Extracted text
+ + + +

# My menagerie



## Deanna01 (Apr 22, 2013)

My husband is what we politely term "not a pet person," but he loves me and puts up with my pet-gathering propensities, for the most part.

Here are the members of my finless menagerie:

This is Valentine, a huge and sweet Rhodesian ridgeback from a top, reputable breeder in Georgia:

















This is CanCu (Carbon-n-Copper), whom I adopted from the Humane Society:









This is Kaybee, a sweet declawed girl who had been abandoned and living feral (clawless!) for almost three years near my mother-in-law's home. As soon as we moved to the area, I brought her inside and took her to the vet. She is a spoiled little sweetheart now, even though she's still a bit skittish.









And lastly we have Hiphop (alongside a kittenish CanCu), a sweet lop-eared bunny I rescued from a classified ad when his owner was going off to college:









My husband puts up with a lot!


----------



## Skyewillow (Dec 28, 2012)

Your pets are beautiful! <3


----------



## Deanna01 (Apr 22, 2013)

Thank you! They are very sweet, too.


----------



## RussellTheShihTzu (Mar 19, 2013)

I love your Ridgie! It is such a sweet, gentle and under-appreciated breed. One of my students put tracking and obedience titles on hers. She brought him to me after several "trainers" told her Ridgies were impossible after she flunked out of their classes. He was so easy once we started training him as a sighthound instead of a scenthound.

Lovely breed.


----------



## Deanna01 (Apr 22, 2013)

Russ, Ridgies are my very favorite breed; they really are wonderful. Valentine came from a lure-coursing line, though, and she is much more high-strung than my previous ridgeback. She's also the smartest (and most stubborn) dog I've ever had--and I've had a lot of them. This combination really makes training difficult. I wish you lived nearby! I would hire you in a heartbeat to work with her on even just the basics. I honestly feel like a bad dog-parent with her that she is not better trained.


----------



## Fenghuang (Dec 28, 2012)

+ + + +

Supplied material

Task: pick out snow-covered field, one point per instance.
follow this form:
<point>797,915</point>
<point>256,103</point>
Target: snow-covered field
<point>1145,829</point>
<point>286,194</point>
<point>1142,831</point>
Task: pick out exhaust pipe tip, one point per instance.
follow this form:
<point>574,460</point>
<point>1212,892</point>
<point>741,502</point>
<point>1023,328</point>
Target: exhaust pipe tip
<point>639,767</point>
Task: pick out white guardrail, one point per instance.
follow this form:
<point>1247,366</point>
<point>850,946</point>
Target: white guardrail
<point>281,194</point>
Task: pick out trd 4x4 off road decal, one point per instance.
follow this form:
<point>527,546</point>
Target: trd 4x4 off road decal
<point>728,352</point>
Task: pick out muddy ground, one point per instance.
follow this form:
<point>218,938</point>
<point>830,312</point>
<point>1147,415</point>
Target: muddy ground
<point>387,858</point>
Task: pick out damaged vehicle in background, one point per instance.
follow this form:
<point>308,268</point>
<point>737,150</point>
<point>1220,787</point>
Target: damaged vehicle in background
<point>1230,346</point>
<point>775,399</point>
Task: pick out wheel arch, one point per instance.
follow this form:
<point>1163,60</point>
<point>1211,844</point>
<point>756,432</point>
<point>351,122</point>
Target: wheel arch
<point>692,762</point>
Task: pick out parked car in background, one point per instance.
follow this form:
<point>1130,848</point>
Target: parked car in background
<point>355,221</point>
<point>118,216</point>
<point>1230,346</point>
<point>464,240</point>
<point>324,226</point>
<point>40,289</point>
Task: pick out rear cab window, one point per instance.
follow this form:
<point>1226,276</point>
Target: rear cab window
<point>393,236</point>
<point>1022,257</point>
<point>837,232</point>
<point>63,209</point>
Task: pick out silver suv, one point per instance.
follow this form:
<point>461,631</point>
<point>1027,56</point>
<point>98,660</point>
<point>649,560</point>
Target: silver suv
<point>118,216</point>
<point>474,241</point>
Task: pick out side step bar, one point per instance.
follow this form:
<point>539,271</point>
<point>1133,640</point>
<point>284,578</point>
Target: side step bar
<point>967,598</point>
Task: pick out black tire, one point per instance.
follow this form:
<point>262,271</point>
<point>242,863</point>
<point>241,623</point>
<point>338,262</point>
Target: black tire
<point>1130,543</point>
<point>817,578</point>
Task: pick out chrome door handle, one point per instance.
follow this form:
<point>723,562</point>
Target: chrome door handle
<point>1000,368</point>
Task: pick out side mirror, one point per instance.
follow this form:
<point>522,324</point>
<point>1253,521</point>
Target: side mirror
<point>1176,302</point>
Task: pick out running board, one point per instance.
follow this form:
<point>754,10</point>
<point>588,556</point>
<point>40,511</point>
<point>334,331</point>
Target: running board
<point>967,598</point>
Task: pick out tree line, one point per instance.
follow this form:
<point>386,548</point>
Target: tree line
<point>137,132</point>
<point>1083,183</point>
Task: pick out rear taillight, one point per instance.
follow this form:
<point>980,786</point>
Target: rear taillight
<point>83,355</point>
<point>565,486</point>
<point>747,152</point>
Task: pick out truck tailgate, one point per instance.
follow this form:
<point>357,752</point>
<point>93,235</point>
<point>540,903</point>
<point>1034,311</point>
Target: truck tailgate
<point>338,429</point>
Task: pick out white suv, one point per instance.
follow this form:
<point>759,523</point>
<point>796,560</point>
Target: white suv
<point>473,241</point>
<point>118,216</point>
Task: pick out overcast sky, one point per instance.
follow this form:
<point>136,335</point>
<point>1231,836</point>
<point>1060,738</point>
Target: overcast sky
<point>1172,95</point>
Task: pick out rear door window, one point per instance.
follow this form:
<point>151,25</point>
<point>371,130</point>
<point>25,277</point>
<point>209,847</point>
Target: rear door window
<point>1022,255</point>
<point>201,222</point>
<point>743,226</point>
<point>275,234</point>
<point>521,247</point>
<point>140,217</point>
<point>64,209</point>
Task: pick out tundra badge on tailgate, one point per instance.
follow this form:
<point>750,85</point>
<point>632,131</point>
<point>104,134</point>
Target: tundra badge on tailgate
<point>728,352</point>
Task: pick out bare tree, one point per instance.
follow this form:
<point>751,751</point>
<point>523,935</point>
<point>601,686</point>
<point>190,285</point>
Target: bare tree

+ + + +

Stated exercise 1
In the pet thread, where did Valentine the Rhodesian ridgeback come from?
Stated exercise 2
Rewrite part of the pet thread, swapping every "husband" for "partner". Begin at the words "# My menagerie" and stop after "the most part.".

Correct response 1
A top, reputable breeder in Georgia.

Correct response 2
# My menagerie



## Deanna01 (Apr 22, 2013)

My partner is what we politely term "not a pet person," but he loves me and puts up with my pet-gathering propensities, for the most part.